■ **EXERCISE INSTRUCTIONS**:
Please render each line of the rows below as a Markdown table with two columns, No. and Line, numbering the lines in order and leaving out blank ones.

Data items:
******************************

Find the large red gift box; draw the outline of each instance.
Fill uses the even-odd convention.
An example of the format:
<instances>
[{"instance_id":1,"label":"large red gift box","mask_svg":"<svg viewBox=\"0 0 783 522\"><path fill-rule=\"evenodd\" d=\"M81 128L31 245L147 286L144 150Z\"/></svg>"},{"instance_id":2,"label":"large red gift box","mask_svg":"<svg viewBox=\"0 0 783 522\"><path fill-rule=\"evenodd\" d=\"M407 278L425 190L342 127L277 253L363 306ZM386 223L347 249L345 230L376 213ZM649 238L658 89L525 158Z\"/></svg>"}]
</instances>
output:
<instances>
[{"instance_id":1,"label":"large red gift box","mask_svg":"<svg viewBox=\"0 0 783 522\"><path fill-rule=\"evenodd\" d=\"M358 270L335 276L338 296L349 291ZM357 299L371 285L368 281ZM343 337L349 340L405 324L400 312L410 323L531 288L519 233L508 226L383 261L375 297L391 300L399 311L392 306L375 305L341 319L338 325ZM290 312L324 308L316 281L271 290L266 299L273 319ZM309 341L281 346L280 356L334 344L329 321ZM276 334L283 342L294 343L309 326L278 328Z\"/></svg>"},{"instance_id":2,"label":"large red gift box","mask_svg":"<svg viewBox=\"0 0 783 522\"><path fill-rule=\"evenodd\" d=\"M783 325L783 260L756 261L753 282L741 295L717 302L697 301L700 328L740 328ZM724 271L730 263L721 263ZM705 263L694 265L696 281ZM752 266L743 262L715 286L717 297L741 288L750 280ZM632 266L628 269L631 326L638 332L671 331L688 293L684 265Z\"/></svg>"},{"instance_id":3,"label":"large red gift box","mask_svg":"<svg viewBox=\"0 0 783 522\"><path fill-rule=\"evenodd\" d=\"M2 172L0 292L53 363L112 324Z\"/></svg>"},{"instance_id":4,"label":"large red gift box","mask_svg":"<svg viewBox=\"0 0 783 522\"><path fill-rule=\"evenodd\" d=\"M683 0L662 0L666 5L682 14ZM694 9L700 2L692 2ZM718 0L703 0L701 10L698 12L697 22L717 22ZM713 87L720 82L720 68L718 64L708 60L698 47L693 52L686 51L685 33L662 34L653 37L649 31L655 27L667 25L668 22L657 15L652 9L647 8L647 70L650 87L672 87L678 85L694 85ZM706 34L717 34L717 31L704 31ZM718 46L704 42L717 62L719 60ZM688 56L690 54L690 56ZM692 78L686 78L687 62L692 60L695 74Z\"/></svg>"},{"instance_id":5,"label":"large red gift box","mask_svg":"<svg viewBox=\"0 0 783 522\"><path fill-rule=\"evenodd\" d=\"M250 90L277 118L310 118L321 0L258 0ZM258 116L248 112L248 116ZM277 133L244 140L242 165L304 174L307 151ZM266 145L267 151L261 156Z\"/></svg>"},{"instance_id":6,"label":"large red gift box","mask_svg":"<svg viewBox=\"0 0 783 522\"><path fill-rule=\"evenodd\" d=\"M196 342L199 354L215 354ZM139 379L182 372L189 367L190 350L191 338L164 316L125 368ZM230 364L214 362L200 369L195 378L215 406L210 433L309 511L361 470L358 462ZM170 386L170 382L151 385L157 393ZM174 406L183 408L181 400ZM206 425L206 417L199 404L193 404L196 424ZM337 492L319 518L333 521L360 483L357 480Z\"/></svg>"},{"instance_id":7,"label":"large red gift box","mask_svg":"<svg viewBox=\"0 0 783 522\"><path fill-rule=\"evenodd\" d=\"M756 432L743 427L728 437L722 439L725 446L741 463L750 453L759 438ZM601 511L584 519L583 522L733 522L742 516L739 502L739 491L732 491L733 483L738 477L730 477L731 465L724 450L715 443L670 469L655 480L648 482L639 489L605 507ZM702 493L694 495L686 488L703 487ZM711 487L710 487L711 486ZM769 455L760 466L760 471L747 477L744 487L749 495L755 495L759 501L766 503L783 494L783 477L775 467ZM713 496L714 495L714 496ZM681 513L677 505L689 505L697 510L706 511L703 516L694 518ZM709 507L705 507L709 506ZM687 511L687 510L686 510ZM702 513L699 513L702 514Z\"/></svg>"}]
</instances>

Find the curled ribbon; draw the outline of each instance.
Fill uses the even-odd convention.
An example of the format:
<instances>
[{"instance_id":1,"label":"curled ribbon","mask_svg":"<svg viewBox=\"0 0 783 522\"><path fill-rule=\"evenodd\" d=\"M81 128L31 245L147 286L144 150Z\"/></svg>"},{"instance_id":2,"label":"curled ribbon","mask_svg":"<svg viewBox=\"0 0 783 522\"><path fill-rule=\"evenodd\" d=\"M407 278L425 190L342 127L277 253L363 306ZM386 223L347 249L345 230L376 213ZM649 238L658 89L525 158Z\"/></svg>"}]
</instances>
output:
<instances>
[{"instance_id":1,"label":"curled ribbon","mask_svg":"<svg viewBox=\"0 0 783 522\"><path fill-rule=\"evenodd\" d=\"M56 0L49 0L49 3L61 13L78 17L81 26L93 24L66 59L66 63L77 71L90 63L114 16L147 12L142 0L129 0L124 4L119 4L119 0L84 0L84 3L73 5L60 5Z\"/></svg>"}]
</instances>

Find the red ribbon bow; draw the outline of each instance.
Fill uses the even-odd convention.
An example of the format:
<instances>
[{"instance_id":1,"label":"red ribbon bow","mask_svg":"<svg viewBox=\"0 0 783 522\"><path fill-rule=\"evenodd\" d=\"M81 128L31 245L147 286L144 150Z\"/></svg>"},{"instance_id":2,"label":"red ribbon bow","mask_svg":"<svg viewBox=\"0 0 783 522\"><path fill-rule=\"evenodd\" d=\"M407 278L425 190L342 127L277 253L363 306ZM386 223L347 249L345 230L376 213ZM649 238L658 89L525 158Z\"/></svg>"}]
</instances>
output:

******************************

■ **WRITTEN SOLUTION**:
| No. | Line |
|---|---|
| 1 | Find the large red gift box; draw the outline of each instance. |
| 2 | Fill uses the even-odd convention. |
| 3 | An example of the format: |
| 4 | <instances> |
| 5 | [{"instance_id":1,"label":"large red gift box","mask_svg":"<svg viewBox=\"0 0 783 522\"><path fill-rule=\"evenodd\" d=\"M81 128L31 245L147 286L144 150Z\"/></svg>"},{"instance_id":2,"label":"large red gift box","mask_svg":"<svg viewBox=\"0 0 783 522\"><path fill-rule=\"evenodd\" d=\"M407 278L425 190L342 127L277 253L363 306ZM386 223L347 249L345 230L376 213ZM649 238L658 89L525 158Z\"/></svg>"}] |
| 6 | </instances> |
| 7 | output: |
| 8 | <instances> |
| 9 | [{"instance_id":1,"label":"large red gift box","mask_svg":"<svg viewBox=\"0 0 783 522\"><path fill-rule=\"evenodd\" d=\"M358 270L335 276L338 296L349 291ZM357 299L371 285L368 281ZM343 337L349 340L405 324L400 312L410 323L531 288L519 233L508 226L383 261L375 297L391 300L399 311L392 306L375 305L341 319L338 325ZM290 312L324 308L316 281L271 290L266 299L273 319ZM309 341L281 346L280 356L334 344L329 321ZM276 334L283 342L294 343L309 326L278 328Z\"/></svg>"},{"instance_id":2,"label":"large red gift box","mask_svg":"<svg viewBox=\"0 0 783 522\"><path fill-rule=\"evenodd\" d=\"M783 325L783 260L756 261L753 282L741 295L717 302L697 301L700 328L740 328ZM724 271L730 263L721 263ZM705 263L694 265L696 281ZM752 266L743 262L715 286L717 297L741 288L750 280ZM632 266L628 269L631 326L638 332L671 331L688 293L684 265Z\"/></svg>"},{"instance_id":3,"label":"large red gift box","mask_svg":"<svg viewBox=\"0 0 783 522\"><path fill-rule=\"evenodd\" d=\"M2 172L0 292L53 363L112 324Z\"/></svg>"},{"instance_id":4,"label":"large red gift box","mask_svg":"<svg viewBox=\"0 0 783 522\"><path fill-rule=\"evenodd\" d=\"M683 0L662 0L666 5L682 14ZM694 9L700 2L692 2ZM718 0L703 0L701 10L698 12L697 22L717 22ZM713 87L720 82L720 68L718 64L708 60L698 47L693 52L686 51L685 33L662 34L653 37L649 31L655 27L667 25L668 22L657 15L652 9L647 8L647 70L650 87L672 87L678 85L694 85ZM706 34L717 34L717 31L704 31ZM718 46L704 42L717 62L719 60ZM688 56L690 54L690 56ZM692 78L686 78L687 62L692 60L695 74Z\"/></svg>"},{"instance_id":5,"label":"large red gift box","mask_svg":"<svg viewBox=\"0 0 783 522\"><path fill-rule=\"evenodd\" d=\"M250 90L277 118L310 118L321 0L258 0ZM258 116L248 112L248 116ZM277 133L244 140L242 165L304 174L307 151ZM266 145L267 151L261 156Z\"/></svg>"},{"instance_id":6,"label":"large red gift box","mask_svg":"<svg viewBox=\"0 0 783 522\"><path fill-rule=\"evenodd\" d=\"M196 342L199 354L215 354ZM139 379L182 372L189 367L190 350L191 338L164 316L125 368ZM230 364L214 362L200 369L195 378L215 406L210 433L309 511L361 470L358 462ZM170 386L170 382L151 385L157 393ZM174 406L183 408L181 400ZM206 425L206 417L199 404L193 404L196 424ZM337 492L319 518L333 521L360 483L357 480Z\"/></svg>"},{"instance_id":7,"label":"large red gift box","mask_svg":"<svg viewBox=\"0 0 783 522\"><path fill-rule=\"evenodd\" d=\"M756 432L743 427L728 437L722 439L725 446L741 463L750 453L759 438ZM601 511L584 519L583 522L733 522L742 516L739 502L739 491L732 491L733 483L738 477L730 477L731 465L724 450L715 443L670 469L655 480L648 482L639 489L605 507ZM702 493L694 495L686 488L703 487ZM711 487L710 487L711 486ZM769 455L760 466L760 471L747 477L744 487L749 495L755 495L759 501L766 503L783 494L783 477L775 467ZM713 496L714 495L714 496ZM681 513L677 505L689 505L697 510L706 511L703 516L694 518ZM709 507L705 507L709 506ZM687 511L687 510L686 510ZM702 513L699 513L702 514Z\"/></svg>"}] |
| 10 | </instances> |
| 11 | Find the curled ribbon; draw the outline of each instance. |
| 12 | Fill uses the even-odd convention. |
| 13 | An example of the format: |
| 14 | <instances> |
| 15 | [{"instance_id":1,"label":"curled ribbon","mask_svg":"<svg viewBox=\"0 0 783 522\"><path fill-rule=\"evenodd\" d=\"M81 128L31 245L147 286L144 150Z\"/></svg>"},{"instance_id":2,"label":"curled ribbon","mask_svg":"<svg viewBox=\"0 0 783 522\"><path fill-rule=\"evenodd\" d=\"M407 278L425 190L342 127L277 253L363 306ZM386 223L347 249L345 230L376 213ZM649 238L658 89L525 158Z\"/></svg>"}] |
| 16 | </instances> |
| 17 | output: |
| 18 | <instances> |
| 19 | [{"instance_id":1,"label":"curled ribbon","mask_svg":"<svg viewBox=\"0 0 783 522\"><path fill-rule=\"evenodd\" d=\"M56 0L49 0L49 3L61 13L78 17L81 26L93 24L66 59L66 63L77 71L90 63L114 16L147 12L142 0L129 0L124 4L119 4L119 0L84 0L84 3L73 5L60 5Z\"/></svg>"}] |
| 20 | </instances> |
| 21 | Find the red ribbon bow; draw the outline of each instance. |
| 22 | Fill uses the even-odd convention. |
| 23 | An example of the format: |
| 24 | <instances> |
| 25 | [{"instance_id":1,"label":"red ribbon bow","mask_svg":"<svg viewBox=\"0 0 783 522\"><path fill-rule=\"evenodd\" d=\"M81 128L31 245L147 286L144 150Z\"/></svg>"},{"instance_id":2,"label":"red ribbon bow","mask_svg":"<svg viewBox=\"0 0 783 522\"><path fill-rule=\"evenodd\" d=\"M407 278L425 190L342 127L277 253L363 306ZM386 223L347 249L345 230L376 213ZM649 238L658 89L525 158Z\"/></svg>"}] |
| 26 | </instances> |
| 27 | output: |